Start of Supplied records

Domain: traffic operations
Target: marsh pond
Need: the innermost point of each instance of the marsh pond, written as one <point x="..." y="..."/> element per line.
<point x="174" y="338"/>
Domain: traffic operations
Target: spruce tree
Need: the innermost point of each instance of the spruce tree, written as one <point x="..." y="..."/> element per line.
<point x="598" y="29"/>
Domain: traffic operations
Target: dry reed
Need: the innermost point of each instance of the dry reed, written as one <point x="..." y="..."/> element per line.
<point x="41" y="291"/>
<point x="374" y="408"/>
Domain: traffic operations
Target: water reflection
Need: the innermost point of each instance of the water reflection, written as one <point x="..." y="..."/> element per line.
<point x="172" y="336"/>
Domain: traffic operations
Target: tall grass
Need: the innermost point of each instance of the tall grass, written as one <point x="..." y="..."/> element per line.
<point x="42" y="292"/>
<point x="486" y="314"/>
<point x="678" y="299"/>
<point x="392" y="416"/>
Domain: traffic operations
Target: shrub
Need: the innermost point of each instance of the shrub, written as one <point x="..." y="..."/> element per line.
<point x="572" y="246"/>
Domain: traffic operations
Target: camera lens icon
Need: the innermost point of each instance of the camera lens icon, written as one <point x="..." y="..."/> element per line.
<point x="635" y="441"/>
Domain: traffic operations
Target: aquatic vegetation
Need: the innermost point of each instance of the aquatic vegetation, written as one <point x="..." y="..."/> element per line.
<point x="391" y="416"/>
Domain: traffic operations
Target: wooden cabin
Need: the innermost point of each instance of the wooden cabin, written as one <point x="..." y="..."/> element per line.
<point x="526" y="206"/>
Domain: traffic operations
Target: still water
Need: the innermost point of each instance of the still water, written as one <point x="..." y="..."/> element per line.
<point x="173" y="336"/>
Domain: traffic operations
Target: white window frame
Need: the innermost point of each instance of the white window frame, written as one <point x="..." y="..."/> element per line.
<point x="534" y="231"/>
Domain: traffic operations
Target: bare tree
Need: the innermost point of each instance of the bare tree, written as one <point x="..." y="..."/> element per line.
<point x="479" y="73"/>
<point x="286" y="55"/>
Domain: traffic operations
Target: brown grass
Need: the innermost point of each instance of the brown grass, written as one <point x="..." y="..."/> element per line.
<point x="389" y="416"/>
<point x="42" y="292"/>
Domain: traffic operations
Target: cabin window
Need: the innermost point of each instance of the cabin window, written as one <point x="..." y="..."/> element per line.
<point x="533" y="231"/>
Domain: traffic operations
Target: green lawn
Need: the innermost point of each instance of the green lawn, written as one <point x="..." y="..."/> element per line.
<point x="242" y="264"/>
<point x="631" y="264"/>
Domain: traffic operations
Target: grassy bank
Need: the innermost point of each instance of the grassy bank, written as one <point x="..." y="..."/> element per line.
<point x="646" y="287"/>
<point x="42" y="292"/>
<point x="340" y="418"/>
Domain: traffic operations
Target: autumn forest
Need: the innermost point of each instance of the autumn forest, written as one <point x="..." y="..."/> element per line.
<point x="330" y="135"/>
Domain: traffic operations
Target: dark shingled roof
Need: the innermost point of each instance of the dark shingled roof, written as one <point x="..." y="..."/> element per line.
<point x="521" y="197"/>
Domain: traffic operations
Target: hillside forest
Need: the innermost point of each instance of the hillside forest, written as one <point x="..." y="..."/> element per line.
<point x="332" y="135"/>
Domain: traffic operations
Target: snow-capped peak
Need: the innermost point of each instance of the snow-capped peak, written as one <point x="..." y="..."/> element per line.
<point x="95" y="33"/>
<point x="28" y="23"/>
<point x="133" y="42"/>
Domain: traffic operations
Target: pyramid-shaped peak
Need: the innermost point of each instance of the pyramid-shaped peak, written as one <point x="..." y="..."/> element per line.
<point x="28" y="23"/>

End of Supplied records

> What is needed: Everything above from the line containing "Need: the innermost point of each instance of the tall" through the line containing "Target: shrub" must be copied exactly. Nothing outside that range belongs in the answer.

> Final answer:
Need: the innermost point of each instance of the tall grass, written as one <point x="..." y="..."/> element per line.
<point x="42" y="292"/>
<point x="486" y="314"/>
<point x="678" y="299"/>
<point x="392" y="416"/>
Domain: traffic operations
Target: shrub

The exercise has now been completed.